## Exercise text
I decide to go for deeper questioning so as to hide my desire to say, "And this is my problem why?"  Because, who knows, maybe there is some very good reason.  Reasons that just happen to coincide with the very date chosen for giving their speech, in a class that lasts from 9:35-11:10am.  Maybe they were sick in the hospital with dysentery.  Or perhaps aliens abducted them and wiped their memories of speech class and, in the interim, also made off with their common sense.

"Why?"

"I wasn't there that day I guess"

He lifts a corner of his mouth, dimple showing, shrugs his shoulders and gives me a sideways glance.

Damn.  OK, so here it is.  The syllabus has the dates on it.  I talk about the speeches endlessly in lectures prepared to help them understand what is expected of them.  We workshop some of the ideas for speeches in class.  People sign up for times on specific days set aside for students to do their speeches.  These days are jam packed with students diligently giving speeches, except for a few of them.  The few. The proud.  Some students are genuinely  afraid, and you can usually pick those ones out and wrangle them into both their date and into a semblance of speech giving capability.  But then there are those, not many, who seem to dare you to define their scholastic experience with expectations.

So I say it.

"So, what am I suppose to do about that?"




His eyes widen and he seems stunned and a little unprepared for my blunt questioning.  I feel a momentary weakness.  I want to cave.  To say, "No worries, go ahead and sign up for next class."  He's a nice kid overall.  But then I look out at the rest of the class.  There they are, so many of them pulling their share of the load.  Come hell or high water, they are there, doing what needs to get done.  My student with schizophrenia, who so bravely battles not only the usual work load of many students, but also his inner demons that can on a moments notice wreak havoc with his emotional stability.  Another student with a husband who accosted her last week and is now living in a location out of harms way, but a location that is temporary and transitional.  Her life in shambles.  So damn brave.  And then this one.  "I wasn't there that day I guess".

## Assignment
Please continue the story about the student who missed his speech day, picking up after its last line. The rows that come after the speech-class story have no connection to it.

## Provided records

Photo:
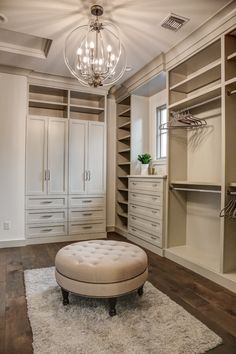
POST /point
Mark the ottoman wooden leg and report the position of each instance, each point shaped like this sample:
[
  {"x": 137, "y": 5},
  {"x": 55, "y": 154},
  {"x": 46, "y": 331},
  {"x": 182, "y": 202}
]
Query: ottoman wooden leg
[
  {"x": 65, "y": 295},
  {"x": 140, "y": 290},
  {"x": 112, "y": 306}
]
...
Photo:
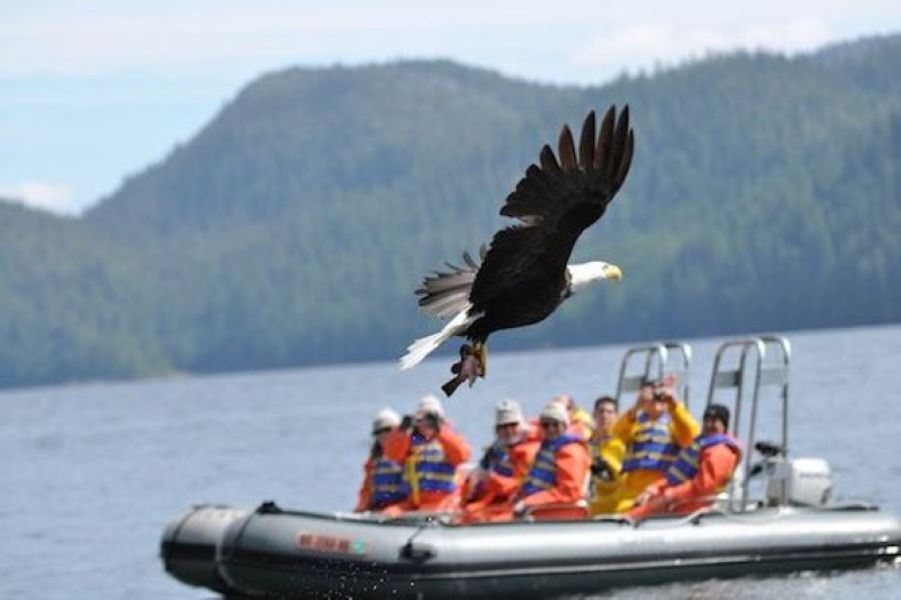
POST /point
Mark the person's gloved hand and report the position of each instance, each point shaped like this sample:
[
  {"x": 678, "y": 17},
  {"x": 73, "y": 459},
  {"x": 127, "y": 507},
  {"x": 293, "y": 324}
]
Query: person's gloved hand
--
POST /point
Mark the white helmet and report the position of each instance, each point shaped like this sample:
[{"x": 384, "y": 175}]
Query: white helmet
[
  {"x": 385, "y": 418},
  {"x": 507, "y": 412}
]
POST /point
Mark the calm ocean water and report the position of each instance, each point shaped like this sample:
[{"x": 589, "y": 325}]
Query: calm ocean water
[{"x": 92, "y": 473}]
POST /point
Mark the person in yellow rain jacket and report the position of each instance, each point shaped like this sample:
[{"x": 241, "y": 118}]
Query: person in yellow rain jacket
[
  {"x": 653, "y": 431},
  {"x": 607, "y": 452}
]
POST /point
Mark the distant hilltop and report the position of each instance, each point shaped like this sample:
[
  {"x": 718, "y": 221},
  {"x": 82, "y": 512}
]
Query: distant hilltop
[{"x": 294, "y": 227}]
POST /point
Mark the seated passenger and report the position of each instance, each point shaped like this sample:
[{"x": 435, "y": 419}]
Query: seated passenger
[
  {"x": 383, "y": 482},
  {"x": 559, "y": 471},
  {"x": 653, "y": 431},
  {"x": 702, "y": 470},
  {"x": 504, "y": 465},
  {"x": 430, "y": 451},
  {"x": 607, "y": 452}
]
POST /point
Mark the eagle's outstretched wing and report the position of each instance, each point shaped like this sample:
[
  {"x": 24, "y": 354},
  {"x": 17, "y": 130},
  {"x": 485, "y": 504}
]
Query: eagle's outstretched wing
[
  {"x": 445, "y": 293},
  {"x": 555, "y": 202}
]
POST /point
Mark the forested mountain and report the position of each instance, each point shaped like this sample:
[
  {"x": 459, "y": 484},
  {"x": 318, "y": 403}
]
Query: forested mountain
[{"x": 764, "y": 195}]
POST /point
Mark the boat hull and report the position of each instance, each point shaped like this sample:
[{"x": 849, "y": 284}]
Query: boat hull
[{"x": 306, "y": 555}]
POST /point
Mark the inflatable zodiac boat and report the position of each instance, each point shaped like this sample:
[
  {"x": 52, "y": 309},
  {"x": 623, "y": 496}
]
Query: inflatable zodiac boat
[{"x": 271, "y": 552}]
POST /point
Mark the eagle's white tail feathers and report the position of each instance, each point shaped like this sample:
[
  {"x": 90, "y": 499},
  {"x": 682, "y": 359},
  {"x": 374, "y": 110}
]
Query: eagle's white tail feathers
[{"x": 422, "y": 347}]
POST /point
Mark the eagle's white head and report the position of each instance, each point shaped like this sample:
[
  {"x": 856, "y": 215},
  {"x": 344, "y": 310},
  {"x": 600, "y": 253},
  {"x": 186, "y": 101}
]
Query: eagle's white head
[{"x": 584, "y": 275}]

## Answer below
You can't walk through life saying well, I know I was supposed to do this thing, but now I am going to shove that off on you and make you answer for me.  That is lower than low.  I accept, "I'm terrified" or "I'm lazy and irresponsible but I'll do anything to make it right" or "Can I have a do-over...my first try sucked."  I know this is just speech class.  This isn't brain surgery.  But these kinds of ethical lessons need to start, or be reinforced, somewhere.  And I guess I've decided that if there is a poverty of accountability, that this will be addressed here, in how I handle this class.  Whether it is being responsible for the language we use or the work we do.  So this is the moment, that ubiquitous "teaching moment".

The class floods out of the room as people head off to their next destinations and he stands before me, mute.  Suspended.  Everything is moving except us.

Finally he manages to utter

"I don't know...I uh just uh thought I would tell you."

"OK, thanks.  Try and kick ass on the persuasive speech and on your final paper."

As he turns and leaves I wonder if I should call him back and relent.  I wonder if I am being too hard on him.  But his arrogance or rather the easiness of his approach in telling me that he needs to sign up for speeches, on days that we all understand are too short and overcrowded as it is, stops me.  He expected me to relent.  There was a privilege there in his approach that checked my generosity.  I don't think he explicitly contemplates, "I am better then the rest of those people.  She'll let ME squeeze in on a non-speech day so I can get my speech done", but the effect is the same.

The next class rushes in, bumping into chairs and desks, laughing and talking.  I am offered coconut bread by a student who, though not doing exceptionally well in my class, never gives up.  Another student asks if she can time speeches for that day.  My spirits are lifted.  We contemplate a class fishing trip to to a local lake in order to fix my inability to catch trout.  For right now I am happy catching smiles.